Things to do:
A: Copy the speech on civil disobedience word for word from "And that’s what" to "That’s the answer.".
B: Please pick up the speech on civil disobedience after its last sentence and continue it.

Excerpt to read:
====================

Now, there are at least two ways in which sit-ins and civil disobedience and whatever — least two major ways in which it can occur. One, when a law exists, is promulgated, which is totally unacceptable to people and they violate it again and again and again till it’s rescinded, appealed. Alright, but there’s another way. There’s another way. Sometimes, the form of the law is such as to render impossible its effective violation — as a method to have it repealed. Sometimes, the grievances of people are more — extend more — to more than just the law, extend to a whole mode of arbitrary power, a whole mode of arbitrary exercise of arbitrary power.

And that’s what we have here. We have an autocracy which — which runs this university. It’s managed. We were told the following: If President Kerr actually tried to get something more liberal out of the Regents in his telephone conversation, why didn’t he make some public statement to that effect? And the answer we received — from a well-meaning liberal — was the following: He said, “Would you ever imagine the manager of a firm making a statement publicly in opposition to his Board of Directors?” That’s the answer.

====================

Information shown:
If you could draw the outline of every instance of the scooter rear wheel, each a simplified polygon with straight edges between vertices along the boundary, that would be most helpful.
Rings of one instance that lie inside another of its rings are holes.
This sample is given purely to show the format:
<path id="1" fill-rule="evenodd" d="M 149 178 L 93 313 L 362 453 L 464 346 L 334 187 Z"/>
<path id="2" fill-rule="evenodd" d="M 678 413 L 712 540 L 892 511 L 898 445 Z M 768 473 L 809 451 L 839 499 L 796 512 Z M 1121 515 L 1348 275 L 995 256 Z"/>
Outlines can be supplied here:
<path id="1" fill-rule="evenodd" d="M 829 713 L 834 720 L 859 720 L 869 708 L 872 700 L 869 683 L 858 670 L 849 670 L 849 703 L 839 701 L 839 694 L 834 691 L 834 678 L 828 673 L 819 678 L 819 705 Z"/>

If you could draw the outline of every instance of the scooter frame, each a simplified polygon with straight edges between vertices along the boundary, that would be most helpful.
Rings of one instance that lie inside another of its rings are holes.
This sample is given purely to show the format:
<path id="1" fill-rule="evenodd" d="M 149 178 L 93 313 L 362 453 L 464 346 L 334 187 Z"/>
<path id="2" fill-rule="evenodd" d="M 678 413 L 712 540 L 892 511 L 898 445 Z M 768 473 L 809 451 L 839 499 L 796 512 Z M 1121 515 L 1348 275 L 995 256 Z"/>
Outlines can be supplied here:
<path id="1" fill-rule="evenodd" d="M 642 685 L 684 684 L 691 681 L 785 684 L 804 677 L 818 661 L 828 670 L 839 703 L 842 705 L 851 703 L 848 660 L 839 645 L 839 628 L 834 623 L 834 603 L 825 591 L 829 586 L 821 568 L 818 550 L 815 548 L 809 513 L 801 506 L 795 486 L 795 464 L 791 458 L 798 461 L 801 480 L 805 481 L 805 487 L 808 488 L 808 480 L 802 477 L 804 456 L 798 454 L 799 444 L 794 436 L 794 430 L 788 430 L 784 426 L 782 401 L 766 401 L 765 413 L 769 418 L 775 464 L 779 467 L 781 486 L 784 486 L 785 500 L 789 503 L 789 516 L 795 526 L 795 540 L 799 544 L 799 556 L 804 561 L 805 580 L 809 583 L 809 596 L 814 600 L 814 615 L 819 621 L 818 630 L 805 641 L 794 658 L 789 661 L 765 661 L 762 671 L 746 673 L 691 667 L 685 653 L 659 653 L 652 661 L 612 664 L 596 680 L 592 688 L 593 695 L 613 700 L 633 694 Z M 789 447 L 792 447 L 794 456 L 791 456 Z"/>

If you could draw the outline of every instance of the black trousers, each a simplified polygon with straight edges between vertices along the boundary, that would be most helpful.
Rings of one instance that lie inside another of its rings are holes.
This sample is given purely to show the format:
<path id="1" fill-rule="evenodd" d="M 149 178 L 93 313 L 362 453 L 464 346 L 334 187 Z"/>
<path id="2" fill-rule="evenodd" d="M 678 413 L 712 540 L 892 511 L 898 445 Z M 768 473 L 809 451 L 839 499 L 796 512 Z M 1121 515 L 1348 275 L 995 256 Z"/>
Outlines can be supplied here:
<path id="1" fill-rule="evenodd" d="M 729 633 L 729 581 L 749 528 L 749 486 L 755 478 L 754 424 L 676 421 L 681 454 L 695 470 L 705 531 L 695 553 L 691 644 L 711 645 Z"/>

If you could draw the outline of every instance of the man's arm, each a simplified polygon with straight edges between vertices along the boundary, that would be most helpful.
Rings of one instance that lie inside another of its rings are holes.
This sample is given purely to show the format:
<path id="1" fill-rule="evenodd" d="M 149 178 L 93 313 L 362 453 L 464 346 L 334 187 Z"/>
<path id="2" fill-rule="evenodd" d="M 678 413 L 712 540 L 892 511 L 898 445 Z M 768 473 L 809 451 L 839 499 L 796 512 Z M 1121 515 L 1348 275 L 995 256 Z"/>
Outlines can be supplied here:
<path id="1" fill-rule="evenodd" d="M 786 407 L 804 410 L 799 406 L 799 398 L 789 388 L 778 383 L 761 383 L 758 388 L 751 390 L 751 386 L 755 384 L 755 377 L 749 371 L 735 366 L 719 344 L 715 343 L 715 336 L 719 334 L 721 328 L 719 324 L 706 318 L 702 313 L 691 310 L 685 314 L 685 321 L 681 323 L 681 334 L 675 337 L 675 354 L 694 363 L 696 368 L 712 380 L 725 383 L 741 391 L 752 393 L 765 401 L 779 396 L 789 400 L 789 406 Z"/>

====================

Expected responses:
A:
And that’s what we have here. We have an autocracy which — which runs this university. It’s managed. We were told the following: If President Kerr actually tried to get something more liberal out of the Regents in his telephone conversation, why didn’t he make some public statement to that effect? And the answer we received — from a well-meaning liberal — was the following: He said, “Would you ever imagine the manager of a firm making a statement publicly in opposition to his Board of Directors?” That’s the answer.

B:
Well I ask you to consider — if this is a firm, and if the Board of Regents are the Board of Directors, and if President Kerr in fact is the manager, then I tell you something — the faculty are a bunch of employees and we’re the raw material! But we’re a bunch of raw materials that don’t mean to be — have any process upon us. Don’t mean to be made into any product! Don’t mean — Don’t mean to end up being bought by some clients of the University, be they the government, be they industry, be they organized labor, be they anyone! We’re human beings!

And that — that brings me to the second mode of civil disobedience. There’s a time when the operation of the machine becomes so odious, makes you so sick at heart that you can’t take part! You can’t even passively take part! And you’ve got to put your bodies upon the gears and upon the wheels, upon the levers, upon all the apparatus — and you’ve got to make it stop! And you’ve got to indicate to the people who run it, to the people who own it — that unless you’re free the machine will be prevented from working at all!!

That doesn’t mean — I know it will be interpreted to mean, unfortunately, by the bigots who run The Examiner, for example — That doesn’t mean that you have to break anything. One thousand people sitting down some place, not letting anybody by, not [letting] anything happen, can stop any machine, including this machine! And it will stop!!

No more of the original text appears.